[Dataset records]
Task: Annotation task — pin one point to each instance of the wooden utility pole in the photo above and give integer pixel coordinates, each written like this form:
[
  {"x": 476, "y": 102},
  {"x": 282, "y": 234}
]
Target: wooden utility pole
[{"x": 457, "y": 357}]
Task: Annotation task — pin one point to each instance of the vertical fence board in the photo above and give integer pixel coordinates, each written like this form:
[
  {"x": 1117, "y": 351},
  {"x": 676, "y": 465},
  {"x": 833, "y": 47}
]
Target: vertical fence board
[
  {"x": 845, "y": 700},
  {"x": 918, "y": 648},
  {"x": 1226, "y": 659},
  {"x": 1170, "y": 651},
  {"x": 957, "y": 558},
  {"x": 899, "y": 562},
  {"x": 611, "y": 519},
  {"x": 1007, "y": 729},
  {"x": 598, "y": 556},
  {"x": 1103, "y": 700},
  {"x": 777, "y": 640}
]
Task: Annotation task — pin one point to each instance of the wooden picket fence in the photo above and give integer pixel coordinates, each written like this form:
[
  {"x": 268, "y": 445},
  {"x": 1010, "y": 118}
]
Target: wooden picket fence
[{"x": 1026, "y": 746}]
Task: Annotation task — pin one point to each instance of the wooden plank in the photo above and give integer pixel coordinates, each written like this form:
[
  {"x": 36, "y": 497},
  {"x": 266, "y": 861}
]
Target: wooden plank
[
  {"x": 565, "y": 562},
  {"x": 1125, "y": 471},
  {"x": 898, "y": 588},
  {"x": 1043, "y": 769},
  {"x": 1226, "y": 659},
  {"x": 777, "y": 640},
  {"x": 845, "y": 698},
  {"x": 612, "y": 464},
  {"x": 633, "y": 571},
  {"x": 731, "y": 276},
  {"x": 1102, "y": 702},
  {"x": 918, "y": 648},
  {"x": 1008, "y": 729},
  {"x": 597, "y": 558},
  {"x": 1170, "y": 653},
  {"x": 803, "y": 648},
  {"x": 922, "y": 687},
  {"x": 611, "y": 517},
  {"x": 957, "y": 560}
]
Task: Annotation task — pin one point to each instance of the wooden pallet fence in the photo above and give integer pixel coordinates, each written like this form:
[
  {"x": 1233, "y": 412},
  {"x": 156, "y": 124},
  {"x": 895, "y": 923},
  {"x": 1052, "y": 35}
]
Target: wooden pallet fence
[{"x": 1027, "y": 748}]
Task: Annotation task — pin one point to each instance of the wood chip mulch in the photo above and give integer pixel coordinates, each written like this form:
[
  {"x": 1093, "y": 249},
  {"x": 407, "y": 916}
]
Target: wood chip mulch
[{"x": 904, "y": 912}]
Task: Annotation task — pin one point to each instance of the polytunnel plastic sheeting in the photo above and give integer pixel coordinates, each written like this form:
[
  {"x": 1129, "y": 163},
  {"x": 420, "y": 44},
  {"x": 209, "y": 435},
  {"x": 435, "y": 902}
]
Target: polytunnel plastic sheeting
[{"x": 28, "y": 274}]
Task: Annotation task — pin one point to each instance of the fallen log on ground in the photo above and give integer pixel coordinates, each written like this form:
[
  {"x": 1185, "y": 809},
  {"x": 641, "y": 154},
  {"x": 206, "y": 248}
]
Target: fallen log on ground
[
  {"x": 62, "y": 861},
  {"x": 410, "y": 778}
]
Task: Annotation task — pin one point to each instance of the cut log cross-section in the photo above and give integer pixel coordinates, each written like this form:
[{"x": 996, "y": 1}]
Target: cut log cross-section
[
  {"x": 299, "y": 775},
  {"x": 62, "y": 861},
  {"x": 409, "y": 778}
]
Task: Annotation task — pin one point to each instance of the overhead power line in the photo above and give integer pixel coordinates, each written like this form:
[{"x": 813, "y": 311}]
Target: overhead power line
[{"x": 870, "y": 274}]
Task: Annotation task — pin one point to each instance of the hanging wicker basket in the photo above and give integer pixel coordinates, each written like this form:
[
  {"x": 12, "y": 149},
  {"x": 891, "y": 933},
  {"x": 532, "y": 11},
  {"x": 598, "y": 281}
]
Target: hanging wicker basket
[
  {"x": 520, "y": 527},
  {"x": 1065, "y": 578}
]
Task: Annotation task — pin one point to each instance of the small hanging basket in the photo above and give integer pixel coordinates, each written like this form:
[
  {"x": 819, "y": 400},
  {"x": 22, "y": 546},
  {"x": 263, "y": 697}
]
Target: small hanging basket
[/Dataset records]
● **Your assignment**
Please count the lines above containing "small"; number only.

● **Solution for this task**
2